* **Provided text**:
━━━

Archive for April 2018

Transformer

April 29, 2018

Transfomer_1_previewWhen a transgender person sets out to transition from male to female, it can be a great help if she has a small, slender body. Many transwomen, though, don’t have such a body, and sometimes they are sufficiently discouraged from transitioning because they lack the physique that society deems “feminine.” In the good-hearted documentary Transformer we meet Janae Marie Kroczaleski, named Matt at birth, a former Marine and erstwhile prize-winning powerlifting/bodybuilding competitor who has always felt female inside. Yet even after committing to facial feminization surgery, Janae doesn’t feel right completely abandoning her “guy side,” the self who lifts and hangs out in sweaty gyms with two of her best guy friends, whom she considers brothers.

Increasingly in the transgender community, particularly with the rise of younger generations, the notion of “passing” — being able to “go stealth” in one’s preferred gender presentation without attracting unwelcome, bigoted, often violent notice — is becoming less desirable as a variety of body types in general have become more accepted. Janae will always be a large and muscular woman, and has made her peace with that as much as she can; in the past she has lost excessive weight to attain more of an hourglass figure, but she ended up miserable, so now she is combining a less bulky and “cut” version of her old body with softer clothes, makeup, wigs. Honestly, though, she comes across as much less masculine simply by no longer overcompensating, as many pre-transition transwomen do, thinking they can exorcise the feminine “demon” inside by drowning her in testosterone.

Transformer takes Janae’s emotional pulse as she goes through the usual barrage of feminizing therapies, meds and surgeries. Her story, by virtue of the physique she started with, is an exaggerated version of the struggles of most transfolks. Smoothly directed by Michael Del Monte, the film is on the brief side at under 80 minutes, and sometimes details are shortchanged — we find out late in the game, for instance, that Janae has been fired from her job as a pharmacist, and she worries about how she’ll now make a living, afford more surgery, and support her three sons (from her first marriage). The movie offers no reassurance about her financial future — it seems to forget about it — though according to reports outside the documentary she seems to be making her way as an entrepreneur and activist. What’s more important to Del Monte is Janae’s journey as a warrior on the bleeding edge of gender and its many received notions.

━━━

* **Source information**:
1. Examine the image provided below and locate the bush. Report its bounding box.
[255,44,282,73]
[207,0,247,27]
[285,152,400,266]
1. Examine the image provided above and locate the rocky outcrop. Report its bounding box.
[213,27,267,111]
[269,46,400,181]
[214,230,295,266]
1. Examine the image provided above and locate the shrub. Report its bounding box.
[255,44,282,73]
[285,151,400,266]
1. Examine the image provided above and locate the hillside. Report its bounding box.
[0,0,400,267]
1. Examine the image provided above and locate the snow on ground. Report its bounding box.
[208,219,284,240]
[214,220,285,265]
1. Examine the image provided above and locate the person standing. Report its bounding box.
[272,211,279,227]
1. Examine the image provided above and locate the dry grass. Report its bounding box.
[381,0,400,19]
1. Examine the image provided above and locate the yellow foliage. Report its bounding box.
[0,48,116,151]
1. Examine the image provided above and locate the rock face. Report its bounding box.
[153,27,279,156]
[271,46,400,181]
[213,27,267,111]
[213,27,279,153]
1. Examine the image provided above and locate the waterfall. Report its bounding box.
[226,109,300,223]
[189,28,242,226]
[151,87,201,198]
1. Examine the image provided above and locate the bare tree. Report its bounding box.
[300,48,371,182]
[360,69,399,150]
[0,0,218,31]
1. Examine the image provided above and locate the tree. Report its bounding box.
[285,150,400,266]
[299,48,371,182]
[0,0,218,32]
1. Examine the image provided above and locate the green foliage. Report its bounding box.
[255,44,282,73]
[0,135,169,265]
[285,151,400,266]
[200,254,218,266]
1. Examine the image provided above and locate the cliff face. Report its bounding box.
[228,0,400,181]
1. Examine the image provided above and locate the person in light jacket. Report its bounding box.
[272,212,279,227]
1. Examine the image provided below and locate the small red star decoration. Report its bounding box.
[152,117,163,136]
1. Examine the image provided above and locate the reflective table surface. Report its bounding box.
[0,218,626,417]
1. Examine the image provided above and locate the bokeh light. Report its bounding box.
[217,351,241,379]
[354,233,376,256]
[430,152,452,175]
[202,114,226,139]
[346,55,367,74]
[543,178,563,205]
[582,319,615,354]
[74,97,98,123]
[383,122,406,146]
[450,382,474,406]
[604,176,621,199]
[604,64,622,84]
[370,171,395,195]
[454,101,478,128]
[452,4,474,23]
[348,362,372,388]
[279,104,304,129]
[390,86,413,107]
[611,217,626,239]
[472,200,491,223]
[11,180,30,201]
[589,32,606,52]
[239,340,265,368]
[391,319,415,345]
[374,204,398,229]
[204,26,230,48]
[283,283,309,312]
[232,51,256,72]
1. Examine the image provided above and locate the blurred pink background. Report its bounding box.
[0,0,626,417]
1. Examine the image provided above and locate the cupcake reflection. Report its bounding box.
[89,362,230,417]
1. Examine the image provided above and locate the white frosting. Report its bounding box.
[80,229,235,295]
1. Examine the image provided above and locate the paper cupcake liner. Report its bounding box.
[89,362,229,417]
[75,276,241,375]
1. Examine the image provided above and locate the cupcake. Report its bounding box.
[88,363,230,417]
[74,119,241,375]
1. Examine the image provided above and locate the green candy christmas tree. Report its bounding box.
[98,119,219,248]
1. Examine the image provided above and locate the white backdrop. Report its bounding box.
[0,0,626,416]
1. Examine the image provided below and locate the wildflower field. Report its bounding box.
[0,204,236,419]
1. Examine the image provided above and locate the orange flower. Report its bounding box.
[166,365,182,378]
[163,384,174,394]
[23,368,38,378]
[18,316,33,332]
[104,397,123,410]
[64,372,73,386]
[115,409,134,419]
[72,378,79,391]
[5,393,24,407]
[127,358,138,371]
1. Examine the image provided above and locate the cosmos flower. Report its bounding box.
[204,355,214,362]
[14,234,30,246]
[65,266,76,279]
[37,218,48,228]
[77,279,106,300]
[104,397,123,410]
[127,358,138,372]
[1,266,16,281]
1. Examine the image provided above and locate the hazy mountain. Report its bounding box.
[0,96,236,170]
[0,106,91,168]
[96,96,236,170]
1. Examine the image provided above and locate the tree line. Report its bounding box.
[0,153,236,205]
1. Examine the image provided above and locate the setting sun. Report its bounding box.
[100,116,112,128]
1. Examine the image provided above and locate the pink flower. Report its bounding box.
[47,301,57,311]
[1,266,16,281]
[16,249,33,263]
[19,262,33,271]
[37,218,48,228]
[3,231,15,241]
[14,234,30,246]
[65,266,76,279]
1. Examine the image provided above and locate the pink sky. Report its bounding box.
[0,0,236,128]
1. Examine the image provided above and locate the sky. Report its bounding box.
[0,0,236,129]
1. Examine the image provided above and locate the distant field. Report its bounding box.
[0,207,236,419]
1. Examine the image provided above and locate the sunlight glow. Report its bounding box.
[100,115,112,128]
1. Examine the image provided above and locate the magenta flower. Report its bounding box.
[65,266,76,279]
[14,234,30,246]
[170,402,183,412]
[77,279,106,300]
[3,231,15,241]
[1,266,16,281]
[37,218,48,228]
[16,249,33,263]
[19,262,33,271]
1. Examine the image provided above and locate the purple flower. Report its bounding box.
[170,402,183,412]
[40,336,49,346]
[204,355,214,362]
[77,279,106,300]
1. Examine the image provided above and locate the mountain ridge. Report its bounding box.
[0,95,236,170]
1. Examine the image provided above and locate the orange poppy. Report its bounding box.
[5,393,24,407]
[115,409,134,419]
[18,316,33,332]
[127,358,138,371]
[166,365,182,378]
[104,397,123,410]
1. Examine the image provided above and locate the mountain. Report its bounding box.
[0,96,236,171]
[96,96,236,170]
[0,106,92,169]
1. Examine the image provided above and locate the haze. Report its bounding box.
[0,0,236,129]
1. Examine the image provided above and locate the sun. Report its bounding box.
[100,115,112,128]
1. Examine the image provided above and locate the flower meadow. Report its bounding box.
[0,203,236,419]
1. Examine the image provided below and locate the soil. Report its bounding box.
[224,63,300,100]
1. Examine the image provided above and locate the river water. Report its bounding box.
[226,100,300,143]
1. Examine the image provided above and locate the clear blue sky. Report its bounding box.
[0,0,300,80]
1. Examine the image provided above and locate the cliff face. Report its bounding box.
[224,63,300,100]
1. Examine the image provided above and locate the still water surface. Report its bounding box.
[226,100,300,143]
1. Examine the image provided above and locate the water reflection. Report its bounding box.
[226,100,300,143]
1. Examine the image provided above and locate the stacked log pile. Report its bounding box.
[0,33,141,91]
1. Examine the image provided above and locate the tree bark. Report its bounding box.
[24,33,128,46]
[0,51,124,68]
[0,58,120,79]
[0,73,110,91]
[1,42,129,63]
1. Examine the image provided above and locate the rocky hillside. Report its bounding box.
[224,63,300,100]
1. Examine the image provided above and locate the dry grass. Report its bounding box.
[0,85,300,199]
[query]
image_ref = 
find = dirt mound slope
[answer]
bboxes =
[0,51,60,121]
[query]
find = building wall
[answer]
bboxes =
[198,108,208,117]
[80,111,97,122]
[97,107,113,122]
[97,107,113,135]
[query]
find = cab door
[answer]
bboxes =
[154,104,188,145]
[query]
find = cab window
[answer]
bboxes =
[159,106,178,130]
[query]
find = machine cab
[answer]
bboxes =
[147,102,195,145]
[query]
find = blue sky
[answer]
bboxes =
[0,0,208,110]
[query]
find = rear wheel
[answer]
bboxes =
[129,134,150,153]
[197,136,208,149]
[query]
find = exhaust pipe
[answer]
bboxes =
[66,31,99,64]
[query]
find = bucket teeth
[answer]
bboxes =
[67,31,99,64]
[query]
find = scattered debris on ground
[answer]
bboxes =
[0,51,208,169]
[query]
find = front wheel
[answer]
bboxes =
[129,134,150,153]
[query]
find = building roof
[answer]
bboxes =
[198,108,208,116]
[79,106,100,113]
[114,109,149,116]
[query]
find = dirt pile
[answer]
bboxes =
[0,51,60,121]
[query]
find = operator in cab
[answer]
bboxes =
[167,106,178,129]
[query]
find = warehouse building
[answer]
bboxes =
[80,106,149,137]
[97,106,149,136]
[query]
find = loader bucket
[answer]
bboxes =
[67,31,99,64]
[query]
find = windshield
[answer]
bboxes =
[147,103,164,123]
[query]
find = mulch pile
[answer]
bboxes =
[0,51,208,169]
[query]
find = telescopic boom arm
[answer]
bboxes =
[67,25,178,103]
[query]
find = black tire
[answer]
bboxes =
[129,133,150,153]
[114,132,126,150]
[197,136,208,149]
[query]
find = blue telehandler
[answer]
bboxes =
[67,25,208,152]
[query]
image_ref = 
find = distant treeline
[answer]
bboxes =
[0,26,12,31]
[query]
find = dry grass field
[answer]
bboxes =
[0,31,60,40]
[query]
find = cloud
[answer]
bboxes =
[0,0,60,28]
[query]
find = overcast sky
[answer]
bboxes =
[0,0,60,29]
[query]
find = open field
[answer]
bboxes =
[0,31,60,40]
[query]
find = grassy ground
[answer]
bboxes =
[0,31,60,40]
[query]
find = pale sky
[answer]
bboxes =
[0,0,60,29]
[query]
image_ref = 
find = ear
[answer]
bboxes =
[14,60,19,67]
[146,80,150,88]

━━━

* **Requirement A**: In the Transformer review, what does Janae worry about after being fired from her job as a pharmacist? List every worry it names.
* **Requirement B**: Can you resume the Transformer review after its final sentence?
The material is separate from the review of the documentary Transformer.

* **Answer area A**:
- How she'll now make a living
- How she'll afford more surgery
- How she'll support her three sons (from her first marriage)

* **Answer area B**:
Janae may stand as an inspiration to any transperson who for whatever reason looks in the mirror and doesn’t see the gender they know they actually are. There’s a nice scene in which Janae visits an event for trans lifters and chats with a transman — female-to-male. They talk shop about the desire for “bottom surgery,” the sort of final frontier of medical transition. This is not, to put it mildly, the kind of conversation one normally hears in films, and is all the more fascinating for that, and all the more to be valued. With other people Janae stays honest but respectfully leaves them some room to process her struggle on their own. Her mother is shakily on board, her dad not so much; her teenage sons, informed at early ages of her status, are completely okay with it (they still call her Dad, though).

Janae’s sons, like many of their generation, give us some hope for a more open-minded future. Transformer in general shows us a world around Janae that more or less accepts her (which may be a result of consciously surrounding herself with positivity). As one of her sharp sons says, the biggest obstacle in her way has always been herself. These days Janae identifies as nonbinary, or gender-fluid — either/or. She is an embodiment of the resistance to gender essentialism — the outmoded school of thought that says men and women have to be, act and look a certain way. When Janae is being roughly encouraged by a fellow transwoman lifter (“Don’t be a little bitch!”), we accept it as part of the culture that they insist on staying a part of while refusing to deny who they are. A lot of us, not just transgender, might learn a bit from these women yelling at each other profanely but supportively, being completely their own persons. A good movie and a great story.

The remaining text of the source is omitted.